- [DESAFIO]:
Podes imprimir na íntegra, sem qualquer alteração, o excerto do acórdão apresentado abaixo?

- [EXCERTO DO DOCUMENTO]:

● ● ● ● ●

Contra-alegando, aponta o Autor para sentido de negar provimento aos recursos, mantendo-se o acórdão ora recorrido.
Foram corridos vistos.
Cumpre decidir.

2. Os Factos
Nos autos deu-se como provada a seguinte factualidade:
“Da Matéria de Facto Assente:
- A 1ª Ré foi criada no dia 12 de Julho de 2006 em Macau e registada na Conservatória de Registo Comercial e de Bens Móveis de Macau sob o nº 25221(SO). (alínea A) dos factos assentes)
- Esta Sociedade dedica-se à promoção de jogos de fortuna e azar em casino e de outras apostas em jogo. (alínea B) dos factos assentes)
- A 2ª Ré foi criada em 17 de Outubro de 2001 e registada no mesmo dia na Conservatória de Registo Comercial e de Bens Móveis sob o nº 14917(SO) (anexo 3). (alínea C) dos factos assentes)
- Esta Sociedade dedica-se à promoção de jogos de fortuna e azar em casino e de outras apostas em jogo (anexo 3). (alínea D) dos factos assentes)

● ● ● ● ●

- [DADOS DO CONJUNTO]:

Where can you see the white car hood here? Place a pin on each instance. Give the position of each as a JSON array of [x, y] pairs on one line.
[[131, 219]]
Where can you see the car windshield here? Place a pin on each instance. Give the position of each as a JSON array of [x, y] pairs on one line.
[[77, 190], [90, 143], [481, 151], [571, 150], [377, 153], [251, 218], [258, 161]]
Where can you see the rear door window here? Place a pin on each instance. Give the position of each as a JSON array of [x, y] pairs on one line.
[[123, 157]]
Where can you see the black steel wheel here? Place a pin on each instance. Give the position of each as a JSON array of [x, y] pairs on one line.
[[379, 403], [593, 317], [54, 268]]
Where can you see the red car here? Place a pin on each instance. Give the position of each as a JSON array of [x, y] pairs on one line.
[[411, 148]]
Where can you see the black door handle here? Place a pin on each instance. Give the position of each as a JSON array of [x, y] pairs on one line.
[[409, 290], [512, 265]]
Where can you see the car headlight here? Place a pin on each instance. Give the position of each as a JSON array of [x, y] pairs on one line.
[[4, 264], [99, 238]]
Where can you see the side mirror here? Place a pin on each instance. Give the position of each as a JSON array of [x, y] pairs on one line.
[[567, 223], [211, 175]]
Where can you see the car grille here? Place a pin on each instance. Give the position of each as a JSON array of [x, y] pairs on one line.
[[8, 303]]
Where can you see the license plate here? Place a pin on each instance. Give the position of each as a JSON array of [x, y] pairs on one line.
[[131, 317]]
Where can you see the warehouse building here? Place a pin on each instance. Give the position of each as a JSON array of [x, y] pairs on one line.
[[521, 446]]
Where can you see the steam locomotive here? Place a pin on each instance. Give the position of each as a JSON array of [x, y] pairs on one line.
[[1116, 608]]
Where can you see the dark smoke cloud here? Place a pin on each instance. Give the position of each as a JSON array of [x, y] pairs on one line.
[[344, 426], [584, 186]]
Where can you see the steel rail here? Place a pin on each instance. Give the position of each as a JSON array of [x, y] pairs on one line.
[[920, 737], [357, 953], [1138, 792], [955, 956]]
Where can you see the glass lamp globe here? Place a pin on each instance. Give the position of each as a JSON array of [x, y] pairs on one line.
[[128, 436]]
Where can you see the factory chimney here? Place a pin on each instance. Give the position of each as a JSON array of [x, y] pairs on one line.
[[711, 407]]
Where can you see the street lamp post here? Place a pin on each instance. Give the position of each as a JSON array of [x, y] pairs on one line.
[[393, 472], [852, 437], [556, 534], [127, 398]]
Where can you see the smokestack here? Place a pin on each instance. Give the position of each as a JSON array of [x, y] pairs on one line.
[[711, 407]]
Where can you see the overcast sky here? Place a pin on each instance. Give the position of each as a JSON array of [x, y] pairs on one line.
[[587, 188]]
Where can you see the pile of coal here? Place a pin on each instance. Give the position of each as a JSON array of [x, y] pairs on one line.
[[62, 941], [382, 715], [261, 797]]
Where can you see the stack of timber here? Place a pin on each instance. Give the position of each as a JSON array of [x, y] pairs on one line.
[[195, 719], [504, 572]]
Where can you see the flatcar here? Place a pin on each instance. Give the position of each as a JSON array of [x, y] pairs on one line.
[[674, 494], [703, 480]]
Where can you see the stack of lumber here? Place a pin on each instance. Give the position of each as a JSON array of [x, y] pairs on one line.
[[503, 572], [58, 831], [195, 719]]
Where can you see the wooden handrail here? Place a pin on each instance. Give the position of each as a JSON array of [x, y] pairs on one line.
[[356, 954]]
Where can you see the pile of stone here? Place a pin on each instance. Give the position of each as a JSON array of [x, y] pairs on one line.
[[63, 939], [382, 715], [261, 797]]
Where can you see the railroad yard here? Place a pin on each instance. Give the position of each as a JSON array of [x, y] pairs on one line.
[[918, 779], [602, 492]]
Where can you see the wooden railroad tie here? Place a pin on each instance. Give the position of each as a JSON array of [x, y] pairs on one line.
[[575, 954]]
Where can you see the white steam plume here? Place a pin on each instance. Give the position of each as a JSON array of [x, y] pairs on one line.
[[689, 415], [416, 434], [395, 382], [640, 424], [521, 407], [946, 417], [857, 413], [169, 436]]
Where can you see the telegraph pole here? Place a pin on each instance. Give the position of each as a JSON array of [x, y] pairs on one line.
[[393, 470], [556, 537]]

● ● ● ● ●

- [RESPOSTA ESCRITA]:
Contra-alegando, aponta o Autor para sentido de negar provimento aos recursos, mantendo-se o acórdão ora recorrido.
Foram corridos vistos.
Cumpre decidir.

2. Os Factos
Nos autos deu-se como provada a seguinte factualidade:
“Da Matéria de Facto Assente:
- A 1ª Ré foi criada no dia 12 de Julho de 2006 em Macau e registada na Conservatória de Registo Comercial e de Bens Móveis de Macau sob o nº 25221(SO). (alínea A) dos factos assentes)
- Esta Sociedade dedica-se à promoção de jogos de fortuna e azar em casino e de outras apostas em jogo. (alínea B) dos factos assentes)
- A 2ª Ré foi criada em 17 de Outubro de 2001 e registada no mesmo dia na Conservatória de Registo Comercial e de Bens Móveis sob o nº 14917(SO) (anexo 3). (alínea C) dos factos assentes)
- Esta Sociedade dedica-se à promoção de jogos de fortuna e azar em casino e de outras apostas em jogo (anexo 3). (alínea D) dos factos assentes)